*Given request 1:*
In the Cape Epic training plan, what minimum FTP is needed to finish the race?
*Given request 2:*
List every kind of terrain that the Cape Epic training plan names under its terrain heading.

***** Given passage *****

ABSA CAPE EPIC TRAINING PLAN.

The Absa Cape Epic is the premier 8-day MTB stage race — 700km + 15,000m of climbing across the Western Cape of South Africa, raced in teams of two. World Series status, lottery entry, the hardest amateur MTB event on earth.

700 km·15,000 m climbing·8 days (stage race)·March

THE OVERVIEW

WHAT THE CAPE EPIC ACTUALLY IS

TERRAIN

8 days of MTB stage racing across the Western Cape — fynbos singletrack, farm roads, technical mountain descents, and long sustained climbs. Each stage averages 90-100km with 2,000-2,500m climbing. Singletrack technicality varies from beginner-friendly to genuinely demanding; the climbing is where the race is decided.

WEATHER

Late March in the Western Cape ranges from 18°C at the early stage starts to 35°C+ on the open Karoo sections. Heat compounds across the week — by stage 5 the cumulative dehydration is the silent race-killer. Dust on every stage. Occasional summer rain on the mountain stages. Altitude variations from sea level to 1,800m across the route.

FITNESS DEMANDS

WHAT YOU NEED TO ARRIVE WITH.

MINIMUM FTP

3.0 W/kg

to finish, well-fuelled

COMPETITIVE FTP

3.8 W/kg

to ride the day on your terms

ENDURANCE

12-16 hours/week peaking, with at least three back-to-back weekends of 5-6 hour MTB rides paired with 4-hour days the next morning. You should have done one 3-day stack of 4+ hour rides in the final 12 weeks, ideally on real mountain terrain. Singletrack-specific skill work matters as much as engine work — losing 15 seconds per technical section across 8 days is hours, not minutes.

WHY THESE NUMBERS MATTER HERE

Cape Epic is multi-day, so single-day FTP underestimates the demand. 3.0 W/kg sustained for 8 stages requires the same engine as 3.4 W/kg fresh. The competitive number — 3.8+ W/kg — is what holds a top-third GC across a week, not what wins a single stage. Singletrack technical skill saves more time than watts on most days.

***** Supplied entries *****

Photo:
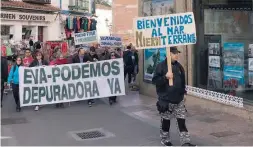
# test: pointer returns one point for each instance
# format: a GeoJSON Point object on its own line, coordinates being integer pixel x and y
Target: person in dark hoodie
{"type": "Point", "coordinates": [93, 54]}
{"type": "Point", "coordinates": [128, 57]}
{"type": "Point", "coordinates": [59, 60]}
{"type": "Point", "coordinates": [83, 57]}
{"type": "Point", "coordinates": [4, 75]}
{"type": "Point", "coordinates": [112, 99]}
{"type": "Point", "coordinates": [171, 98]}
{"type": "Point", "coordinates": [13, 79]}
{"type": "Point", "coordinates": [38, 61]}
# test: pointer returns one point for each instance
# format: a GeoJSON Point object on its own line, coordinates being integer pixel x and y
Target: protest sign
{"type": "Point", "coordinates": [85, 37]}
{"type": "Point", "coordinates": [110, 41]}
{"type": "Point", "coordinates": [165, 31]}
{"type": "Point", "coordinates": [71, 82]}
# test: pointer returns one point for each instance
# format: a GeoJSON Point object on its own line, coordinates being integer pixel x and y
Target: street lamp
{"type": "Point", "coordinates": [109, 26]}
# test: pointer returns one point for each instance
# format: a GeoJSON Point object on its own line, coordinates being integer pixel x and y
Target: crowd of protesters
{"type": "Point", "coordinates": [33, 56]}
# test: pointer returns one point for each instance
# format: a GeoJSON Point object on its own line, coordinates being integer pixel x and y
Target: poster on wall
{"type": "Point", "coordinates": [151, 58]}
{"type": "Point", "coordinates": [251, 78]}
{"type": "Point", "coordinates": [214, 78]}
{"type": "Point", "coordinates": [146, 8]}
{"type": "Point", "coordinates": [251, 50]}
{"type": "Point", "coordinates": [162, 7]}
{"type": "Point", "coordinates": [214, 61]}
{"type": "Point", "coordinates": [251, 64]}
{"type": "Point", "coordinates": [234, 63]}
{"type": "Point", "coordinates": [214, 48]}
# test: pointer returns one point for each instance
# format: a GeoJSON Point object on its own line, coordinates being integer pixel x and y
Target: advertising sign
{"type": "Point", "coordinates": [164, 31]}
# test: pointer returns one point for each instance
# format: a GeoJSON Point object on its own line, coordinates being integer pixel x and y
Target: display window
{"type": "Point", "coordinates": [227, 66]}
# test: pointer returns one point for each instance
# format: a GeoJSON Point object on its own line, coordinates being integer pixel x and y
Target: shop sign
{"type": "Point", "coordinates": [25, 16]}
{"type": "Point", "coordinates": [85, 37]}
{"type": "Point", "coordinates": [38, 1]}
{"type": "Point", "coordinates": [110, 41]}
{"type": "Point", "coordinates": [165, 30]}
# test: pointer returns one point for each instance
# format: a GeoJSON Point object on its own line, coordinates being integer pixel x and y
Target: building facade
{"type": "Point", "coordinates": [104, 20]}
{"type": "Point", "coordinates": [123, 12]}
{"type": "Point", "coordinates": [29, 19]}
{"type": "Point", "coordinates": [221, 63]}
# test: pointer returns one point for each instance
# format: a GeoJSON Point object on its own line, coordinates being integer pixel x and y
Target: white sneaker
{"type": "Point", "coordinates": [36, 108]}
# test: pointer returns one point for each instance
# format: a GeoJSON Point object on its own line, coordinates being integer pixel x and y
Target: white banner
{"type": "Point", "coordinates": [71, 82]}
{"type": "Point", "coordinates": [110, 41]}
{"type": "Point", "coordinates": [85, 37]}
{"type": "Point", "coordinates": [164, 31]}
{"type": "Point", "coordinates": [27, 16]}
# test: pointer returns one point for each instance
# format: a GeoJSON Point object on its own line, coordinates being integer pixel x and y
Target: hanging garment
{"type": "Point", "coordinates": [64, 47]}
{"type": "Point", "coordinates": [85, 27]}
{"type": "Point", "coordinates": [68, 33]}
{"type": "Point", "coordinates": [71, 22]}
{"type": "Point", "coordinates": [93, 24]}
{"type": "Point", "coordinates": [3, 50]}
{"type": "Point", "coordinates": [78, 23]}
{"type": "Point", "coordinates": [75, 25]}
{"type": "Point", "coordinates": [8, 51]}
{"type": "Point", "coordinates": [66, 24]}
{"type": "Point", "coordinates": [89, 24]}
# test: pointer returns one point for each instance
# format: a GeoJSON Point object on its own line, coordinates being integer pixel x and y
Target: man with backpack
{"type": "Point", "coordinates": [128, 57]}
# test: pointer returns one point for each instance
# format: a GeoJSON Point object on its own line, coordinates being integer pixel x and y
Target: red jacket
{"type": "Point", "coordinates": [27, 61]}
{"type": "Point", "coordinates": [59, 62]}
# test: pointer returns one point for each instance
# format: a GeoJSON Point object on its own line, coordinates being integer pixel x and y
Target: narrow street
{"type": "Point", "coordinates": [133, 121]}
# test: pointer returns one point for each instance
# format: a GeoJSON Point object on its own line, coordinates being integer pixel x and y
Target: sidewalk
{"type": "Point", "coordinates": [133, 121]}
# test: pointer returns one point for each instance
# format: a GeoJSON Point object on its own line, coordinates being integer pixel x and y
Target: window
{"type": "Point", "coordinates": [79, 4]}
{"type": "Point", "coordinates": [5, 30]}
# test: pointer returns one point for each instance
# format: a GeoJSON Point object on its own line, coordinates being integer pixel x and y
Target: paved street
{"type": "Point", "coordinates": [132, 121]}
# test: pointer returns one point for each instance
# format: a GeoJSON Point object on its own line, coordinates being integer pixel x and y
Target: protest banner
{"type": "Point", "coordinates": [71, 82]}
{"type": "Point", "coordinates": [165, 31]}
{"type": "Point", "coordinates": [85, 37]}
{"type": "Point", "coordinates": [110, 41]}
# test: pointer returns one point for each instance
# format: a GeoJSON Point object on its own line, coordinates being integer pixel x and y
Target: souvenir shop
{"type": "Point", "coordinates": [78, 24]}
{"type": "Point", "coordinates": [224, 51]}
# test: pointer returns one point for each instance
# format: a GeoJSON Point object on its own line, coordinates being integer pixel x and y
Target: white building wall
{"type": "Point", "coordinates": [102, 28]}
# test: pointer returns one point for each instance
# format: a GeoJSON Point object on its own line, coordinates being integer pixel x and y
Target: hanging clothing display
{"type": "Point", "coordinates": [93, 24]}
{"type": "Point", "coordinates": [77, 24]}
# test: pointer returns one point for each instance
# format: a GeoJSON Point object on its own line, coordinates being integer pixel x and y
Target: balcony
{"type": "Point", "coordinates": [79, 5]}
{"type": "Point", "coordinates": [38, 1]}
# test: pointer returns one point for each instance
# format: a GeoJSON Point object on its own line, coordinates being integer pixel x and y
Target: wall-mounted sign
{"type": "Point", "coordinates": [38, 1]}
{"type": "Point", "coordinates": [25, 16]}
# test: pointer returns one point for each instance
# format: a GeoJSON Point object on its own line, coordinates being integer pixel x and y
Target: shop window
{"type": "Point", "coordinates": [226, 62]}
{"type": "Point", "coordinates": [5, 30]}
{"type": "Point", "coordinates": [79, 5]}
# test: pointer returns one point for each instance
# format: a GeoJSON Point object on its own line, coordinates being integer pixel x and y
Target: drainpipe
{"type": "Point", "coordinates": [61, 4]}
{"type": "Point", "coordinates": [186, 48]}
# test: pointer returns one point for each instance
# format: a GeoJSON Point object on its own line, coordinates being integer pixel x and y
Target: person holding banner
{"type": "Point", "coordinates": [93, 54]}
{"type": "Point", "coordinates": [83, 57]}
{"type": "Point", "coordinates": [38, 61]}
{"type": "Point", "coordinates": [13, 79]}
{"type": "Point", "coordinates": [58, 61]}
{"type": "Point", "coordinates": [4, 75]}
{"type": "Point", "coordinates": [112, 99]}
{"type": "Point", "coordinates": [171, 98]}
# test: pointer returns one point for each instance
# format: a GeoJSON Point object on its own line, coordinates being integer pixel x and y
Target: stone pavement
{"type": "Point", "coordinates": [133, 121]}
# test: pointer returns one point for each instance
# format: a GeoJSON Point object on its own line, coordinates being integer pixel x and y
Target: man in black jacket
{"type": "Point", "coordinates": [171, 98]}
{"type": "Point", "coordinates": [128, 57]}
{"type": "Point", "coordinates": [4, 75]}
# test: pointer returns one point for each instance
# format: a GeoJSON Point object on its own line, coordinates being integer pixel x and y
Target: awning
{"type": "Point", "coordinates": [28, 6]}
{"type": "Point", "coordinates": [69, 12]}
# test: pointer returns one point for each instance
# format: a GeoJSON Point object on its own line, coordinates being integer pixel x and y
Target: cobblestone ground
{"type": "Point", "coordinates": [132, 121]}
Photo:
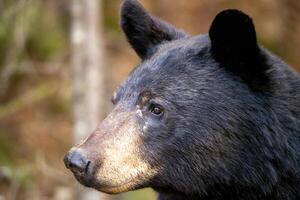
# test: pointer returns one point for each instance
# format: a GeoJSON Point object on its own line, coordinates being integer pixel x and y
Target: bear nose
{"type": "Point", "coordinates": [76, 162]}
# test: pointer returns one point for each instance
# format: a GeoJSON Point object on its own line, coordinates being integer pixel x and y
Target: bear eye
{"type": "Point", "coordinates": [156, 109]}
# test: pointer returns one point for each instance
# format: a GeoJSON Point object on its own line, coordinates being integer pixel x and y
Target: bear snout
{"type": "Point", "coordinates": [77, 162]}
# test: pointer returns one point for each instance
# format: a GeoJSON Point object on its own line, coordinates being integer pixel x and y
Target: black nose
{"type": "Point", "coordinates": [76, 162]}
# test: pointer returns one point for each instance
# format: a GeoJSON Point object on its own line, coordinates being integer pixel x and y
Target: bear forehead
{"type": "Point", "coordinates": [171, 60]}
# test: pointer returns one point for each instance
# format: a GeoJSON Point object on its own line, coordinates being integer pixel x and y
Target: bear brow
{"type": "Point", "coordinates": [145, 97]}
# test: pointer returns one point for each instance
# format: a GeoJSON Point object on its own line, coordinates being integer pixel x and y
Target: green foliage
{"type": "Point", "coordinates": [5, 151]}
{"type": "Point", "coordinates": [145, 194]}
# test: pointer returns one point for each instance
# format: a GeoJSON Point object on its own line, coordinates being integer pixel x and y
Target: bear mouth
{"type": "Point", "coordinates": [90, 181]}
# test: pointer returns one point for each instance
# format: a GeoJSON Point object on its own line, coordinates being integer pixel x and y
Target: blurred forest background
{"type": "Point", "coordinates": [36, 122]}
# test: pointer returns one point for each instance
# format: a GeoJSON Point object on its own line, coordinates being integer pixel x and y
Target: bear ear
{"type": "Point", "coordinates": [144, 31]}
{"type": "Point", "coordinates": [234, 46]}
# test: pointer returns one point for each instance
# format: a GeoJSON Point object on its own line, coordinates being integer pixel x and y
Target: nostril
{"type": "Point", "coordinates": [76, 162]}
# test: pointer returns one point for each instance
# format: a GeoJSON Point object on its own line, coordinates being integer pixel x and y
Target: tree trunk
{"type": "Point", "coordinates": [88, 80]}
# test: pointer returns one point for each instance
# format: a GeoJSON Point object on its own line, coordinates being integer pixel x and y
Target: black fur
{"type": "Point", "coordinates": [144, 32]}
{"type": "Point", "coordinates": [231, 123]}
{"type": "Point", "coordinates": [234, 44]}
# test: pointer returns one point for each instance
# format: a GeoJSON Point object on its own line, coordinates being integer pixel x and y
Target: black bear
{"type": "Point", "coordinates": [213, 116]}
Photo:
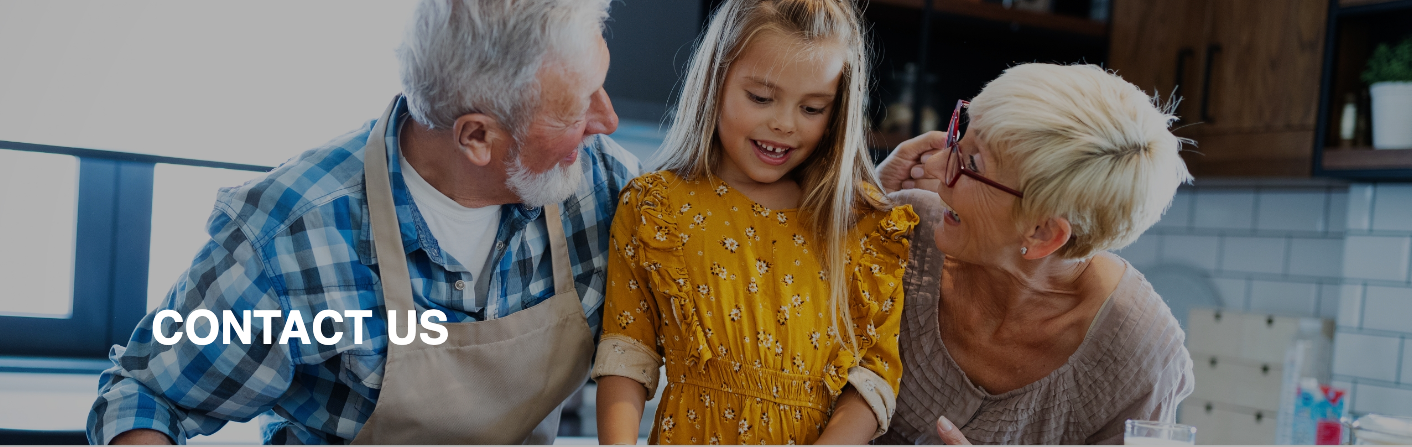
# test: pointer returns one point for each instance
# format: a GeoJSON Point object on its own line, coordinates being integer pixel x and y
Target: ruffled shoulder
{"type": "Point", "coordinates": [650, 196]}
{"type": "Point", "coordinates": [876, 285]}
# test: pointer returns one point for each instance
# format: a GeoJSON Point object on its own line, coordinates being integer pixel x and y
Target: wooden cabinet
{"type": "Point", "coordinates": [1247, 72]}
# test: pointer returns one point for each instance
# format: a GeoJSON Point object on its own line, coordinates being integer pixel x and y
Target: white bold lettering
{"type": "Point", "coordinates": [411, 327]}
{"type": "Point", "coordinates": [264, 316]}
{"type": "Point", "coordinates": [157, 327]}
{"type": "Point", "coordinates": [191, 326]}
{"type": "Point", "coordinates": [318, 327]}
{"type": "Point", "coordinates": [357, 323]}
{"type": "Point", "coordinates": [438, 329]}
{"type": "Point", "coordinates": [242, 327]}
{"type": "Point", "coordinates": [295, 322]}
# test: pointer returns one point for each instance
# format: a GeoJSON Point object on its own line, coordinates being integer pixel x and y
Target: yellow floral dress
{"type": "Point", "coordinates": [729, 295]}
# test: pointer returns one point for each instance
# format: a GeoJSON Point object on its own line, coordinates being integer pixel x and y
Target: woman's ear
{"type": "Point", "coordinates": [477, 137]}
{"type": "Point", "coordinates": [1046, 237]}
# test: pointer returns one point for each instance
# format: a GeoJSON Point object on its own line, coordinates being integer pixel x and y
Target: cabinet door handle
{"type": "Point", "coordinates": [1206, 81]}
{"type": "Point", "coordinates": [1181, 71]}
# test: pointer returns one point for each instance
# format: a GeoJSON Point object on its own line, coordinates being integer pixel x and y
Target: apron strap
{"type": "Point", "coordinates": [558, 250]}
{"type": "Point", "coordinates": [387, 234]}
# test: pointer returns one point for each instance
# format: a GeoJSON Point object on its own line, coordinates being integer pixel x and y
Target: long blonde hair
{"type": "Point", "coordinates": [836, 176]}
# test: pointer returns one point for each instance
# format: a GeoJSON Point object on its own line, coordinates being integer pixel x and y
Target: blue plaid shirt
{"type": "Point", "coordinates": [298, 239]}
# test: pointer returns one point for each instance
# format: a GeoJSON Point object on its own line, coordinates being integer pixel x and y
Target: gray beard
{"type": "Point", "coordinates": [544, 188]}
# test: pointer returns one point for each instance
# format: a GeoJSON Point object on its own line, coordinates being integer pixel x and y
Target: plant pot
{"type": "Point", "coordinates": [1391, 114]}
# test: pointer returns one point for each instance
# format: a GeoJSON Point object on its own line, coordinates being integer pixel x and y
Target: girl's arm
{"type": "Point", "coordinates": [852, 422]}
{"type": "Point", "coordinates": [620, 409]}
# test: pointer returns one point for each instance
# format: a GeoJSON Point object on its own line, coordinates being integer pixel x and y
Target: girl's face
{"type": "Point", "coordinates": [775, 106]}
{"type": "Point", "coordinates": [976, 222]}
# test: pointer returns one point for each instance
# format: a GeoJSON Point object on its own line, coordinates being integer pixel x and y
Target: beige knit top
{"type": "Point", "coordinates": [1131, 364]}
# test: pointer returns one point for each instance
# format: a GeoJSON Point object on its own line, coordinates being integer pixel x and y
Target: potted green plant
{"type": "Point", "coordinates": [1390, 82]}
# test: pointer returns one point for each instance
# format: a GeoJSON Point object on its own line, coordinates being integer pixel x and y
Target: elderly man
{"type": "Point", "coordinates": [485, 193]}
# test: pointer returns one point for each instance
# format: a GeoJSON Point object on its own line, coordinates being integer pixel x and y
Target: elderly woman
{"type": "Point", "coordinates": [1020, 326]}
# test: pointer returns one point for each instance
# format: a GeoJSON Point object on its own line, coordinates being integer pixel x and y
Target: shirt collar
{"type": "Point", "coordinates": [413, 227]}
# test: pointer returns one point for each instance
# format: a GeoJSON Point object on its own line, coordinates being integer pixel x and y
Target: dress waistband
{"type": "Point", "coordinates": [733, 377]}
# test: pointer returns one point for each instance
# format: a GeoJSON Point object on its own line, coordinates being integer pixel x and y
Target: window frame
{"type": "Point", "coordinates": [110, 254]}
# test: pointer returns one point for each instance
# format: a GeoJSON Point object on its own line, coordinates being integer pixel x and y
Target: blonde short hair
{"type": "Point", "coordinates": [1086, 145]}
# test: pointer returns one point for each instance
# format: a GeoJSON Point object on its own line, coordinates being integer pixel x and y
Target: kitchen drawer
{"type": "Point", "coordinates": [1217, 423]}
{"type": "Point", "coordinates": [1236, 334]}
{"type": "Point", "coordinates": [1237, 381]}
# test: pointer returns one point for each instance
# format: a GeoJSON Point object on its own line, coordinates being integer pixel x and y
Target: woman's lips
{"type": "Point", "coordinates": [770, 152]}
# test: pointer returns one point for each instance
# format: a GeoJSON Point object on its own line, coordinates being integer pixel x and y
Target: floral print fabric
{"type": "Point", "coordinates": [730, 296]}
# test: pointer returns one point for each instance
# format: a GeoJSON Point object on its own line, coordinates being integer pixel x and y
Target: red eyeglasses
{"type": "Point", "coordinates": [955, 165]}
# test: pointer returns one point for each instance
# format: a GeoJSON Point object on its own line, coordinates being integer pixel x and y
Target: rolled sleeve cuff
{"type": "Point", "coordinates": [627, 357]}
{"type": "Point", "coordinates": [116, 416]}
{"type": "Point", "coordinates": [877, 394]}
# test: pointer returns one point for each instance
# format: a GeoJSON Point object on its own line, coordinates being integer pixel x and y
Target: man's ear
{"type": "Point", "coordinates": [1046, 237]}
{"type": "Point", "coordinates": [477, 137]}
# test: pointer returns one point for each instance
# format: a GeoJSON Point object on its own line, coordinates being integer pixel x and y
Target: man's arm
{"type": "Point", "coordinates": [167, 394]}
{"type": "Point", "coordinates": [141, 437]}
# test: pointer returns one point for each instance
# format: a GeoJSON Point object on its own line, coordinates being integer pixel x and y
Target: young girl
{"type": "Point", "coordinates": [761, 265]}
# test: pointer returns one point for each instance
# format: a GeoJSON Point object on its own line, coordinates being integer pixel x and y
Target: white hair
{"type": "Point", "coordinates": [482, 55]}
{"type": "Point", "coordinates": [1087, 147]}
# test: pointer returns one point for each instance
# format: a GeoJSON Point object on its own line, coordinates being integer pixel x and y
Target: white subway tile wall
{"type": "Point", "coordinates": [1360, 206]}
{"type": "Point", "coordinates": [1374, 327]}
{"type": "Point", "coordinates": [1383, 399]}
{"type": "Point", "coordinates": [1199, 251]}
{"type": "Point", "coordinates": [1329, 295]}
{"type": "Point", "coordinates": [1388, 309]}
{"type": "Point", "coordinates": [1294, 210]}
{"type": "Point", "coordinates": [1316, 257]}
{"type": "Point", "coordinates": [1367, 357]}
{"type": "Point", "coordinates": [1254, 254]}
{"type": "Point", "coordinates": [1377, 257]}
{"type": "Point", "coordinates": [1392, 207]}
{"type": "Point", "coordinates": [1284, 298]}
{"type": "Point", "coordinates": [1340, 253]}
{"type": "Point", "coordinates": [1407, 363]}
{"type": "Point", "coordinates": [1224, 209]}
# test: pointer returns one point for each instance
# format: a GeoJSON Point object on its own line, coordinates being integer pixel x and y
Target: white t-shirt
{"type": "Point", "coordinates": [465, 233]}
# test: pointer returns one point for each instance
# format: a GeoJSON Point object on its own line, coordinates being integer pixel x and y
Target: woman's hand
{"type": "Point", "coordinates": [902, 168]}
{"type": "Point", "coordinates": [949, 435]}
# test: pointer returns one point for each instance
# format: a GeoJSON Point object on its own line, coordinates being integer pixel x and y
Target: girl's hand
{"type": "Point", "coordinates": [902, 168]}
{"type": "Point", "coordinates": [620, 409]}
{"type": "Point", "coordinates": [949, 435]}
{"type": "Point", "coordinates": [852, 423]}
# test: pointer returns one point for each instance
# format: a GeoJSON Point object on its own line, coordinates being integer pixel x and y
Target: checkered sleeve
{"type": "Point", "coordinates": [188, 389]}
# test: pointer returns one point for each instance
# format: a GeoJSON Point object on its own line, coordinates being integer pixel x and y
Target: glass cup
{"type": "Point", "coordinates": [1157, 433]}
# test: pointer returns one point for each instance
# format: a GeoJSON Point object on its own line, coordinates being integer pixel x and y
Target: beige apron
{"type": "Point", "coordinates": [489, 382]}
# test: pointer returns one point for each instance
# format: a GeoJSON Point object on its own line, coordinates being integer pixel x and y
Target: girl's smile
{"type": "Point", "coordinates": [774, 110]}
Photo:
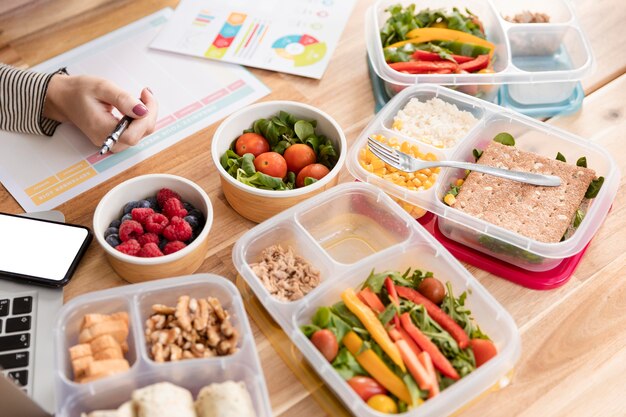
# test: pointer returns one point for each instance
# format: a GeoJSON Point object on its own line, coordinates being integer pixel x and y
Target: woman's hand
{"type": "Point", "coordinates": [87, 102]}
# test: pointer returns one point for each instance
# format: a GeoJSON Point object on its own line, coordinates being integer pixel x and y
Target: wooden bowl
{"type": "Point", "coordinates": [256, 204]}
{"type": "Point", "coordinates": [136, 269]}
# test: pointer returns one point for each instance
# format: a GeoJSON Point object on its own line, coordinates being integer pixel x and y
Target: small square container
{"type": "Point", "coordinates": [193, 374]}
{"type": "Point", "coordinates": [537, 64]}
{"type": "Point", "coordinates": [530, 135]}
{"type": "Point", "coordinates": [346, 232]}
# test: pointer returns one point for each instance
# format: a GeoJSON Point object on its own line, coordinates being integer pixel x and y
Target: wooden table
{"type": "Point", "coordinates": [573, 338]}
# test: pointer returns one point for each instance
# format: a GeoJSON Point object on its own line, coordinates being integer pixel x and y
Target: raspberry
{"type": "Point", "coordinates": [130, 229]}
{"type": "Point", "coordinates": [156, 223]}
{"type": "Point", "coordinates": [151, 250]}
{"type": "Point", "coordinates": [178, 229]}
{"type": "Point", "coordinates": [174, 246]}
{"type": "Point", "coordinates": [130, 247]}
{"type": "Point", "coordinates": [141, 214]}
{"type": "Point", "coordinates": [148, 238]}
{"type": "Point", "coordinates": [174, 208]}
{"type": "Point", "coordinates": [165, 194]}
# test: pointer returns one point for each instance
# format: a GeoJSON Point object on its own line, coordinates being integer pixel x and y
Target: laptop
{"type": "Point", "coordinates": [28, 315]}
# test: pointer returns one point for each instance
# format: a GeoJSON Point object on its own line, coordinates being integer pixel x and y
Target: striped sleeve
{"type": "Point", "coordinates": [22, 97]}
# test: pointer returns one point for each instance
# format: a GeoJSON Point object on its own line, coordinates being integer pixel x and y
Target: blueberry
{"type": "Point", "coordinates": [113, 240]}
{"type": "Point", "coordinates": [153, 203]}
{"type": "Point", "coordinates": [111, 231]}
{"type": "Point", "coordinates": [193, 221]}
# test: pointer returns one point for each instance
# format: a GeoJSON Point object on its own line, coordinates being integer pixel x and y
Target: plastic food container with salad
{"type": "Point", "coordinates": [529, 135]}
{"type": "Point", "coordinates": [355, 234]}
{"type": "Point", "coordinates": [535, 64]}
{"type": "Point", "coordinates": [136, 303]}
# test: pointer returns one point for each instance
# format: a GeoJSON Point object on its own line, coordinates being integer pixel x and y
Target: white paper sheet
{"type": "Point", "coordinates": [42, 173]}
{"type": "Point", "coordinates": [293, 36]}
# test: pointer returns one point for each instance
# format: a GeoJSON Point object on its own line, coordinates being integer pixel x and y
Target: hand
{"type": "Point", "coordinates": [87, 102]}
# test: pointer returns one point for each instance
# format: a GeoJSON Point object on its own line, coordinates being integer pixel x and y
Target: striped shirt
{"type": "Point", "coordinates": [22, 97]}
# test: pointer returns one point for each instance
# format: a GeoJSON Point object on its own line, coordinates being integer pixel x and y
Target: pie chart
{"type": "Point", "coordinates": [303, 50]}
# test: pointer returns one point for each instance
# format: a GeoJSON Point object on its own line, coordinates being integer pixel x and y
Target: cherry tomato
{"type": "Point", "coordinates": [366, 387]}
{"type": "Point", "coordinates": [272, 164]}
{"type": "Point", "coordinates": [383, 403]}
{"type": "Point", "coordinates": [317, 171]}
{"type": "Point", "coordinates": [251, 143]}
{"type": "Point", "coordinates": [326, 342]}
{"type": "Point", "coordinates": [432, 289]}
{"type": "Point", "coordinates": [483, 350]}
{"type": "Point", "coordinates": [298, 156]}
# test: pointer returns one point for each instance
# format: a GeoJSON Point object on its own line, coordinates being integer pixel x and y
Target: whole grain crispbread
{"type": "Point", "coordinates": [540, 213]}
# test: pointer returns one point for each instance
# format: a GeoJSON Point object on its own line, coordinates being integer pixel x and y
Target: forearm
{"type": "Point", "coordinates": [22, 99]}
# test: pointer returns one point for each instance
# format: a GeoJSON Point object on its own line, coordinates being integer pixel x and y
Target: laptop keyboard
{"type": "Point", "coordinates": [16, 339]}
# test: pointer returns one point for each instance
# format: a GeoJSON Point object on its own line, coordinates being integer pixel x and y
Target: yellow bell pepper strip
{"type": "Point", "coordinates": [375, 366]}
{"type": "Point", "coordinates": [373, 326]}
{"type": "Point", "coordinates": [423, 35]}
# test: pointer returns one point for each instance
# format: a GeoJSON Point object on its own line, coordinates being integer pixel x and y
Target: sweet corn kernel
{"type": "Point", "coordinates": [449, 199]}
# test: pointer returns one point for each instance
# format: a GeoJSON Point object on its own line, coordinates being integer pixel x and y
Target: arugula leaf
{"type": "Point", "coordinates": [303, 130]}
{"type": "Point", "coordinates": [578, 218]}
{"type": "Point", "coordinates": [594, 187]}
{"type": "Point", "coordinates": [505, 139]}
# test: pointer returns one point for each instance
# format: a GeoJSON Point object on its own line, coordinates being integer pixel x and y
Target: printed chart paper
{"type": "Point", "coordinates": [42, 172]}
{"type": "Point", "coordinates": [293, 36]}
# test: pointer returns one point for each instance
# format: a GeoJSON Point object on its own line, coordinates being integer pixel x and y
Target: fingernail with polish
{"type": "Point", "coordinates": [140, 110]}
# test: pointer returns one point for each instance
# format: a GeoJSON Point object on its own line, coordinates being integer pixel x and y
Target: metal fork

*****

*Full answer 1:*
3.0 W/kg, well-fuelled.

*Full answer 2:*
- Fynbos singletrack
- Farm roads
- Technical mountain descents
- Long sustained climbs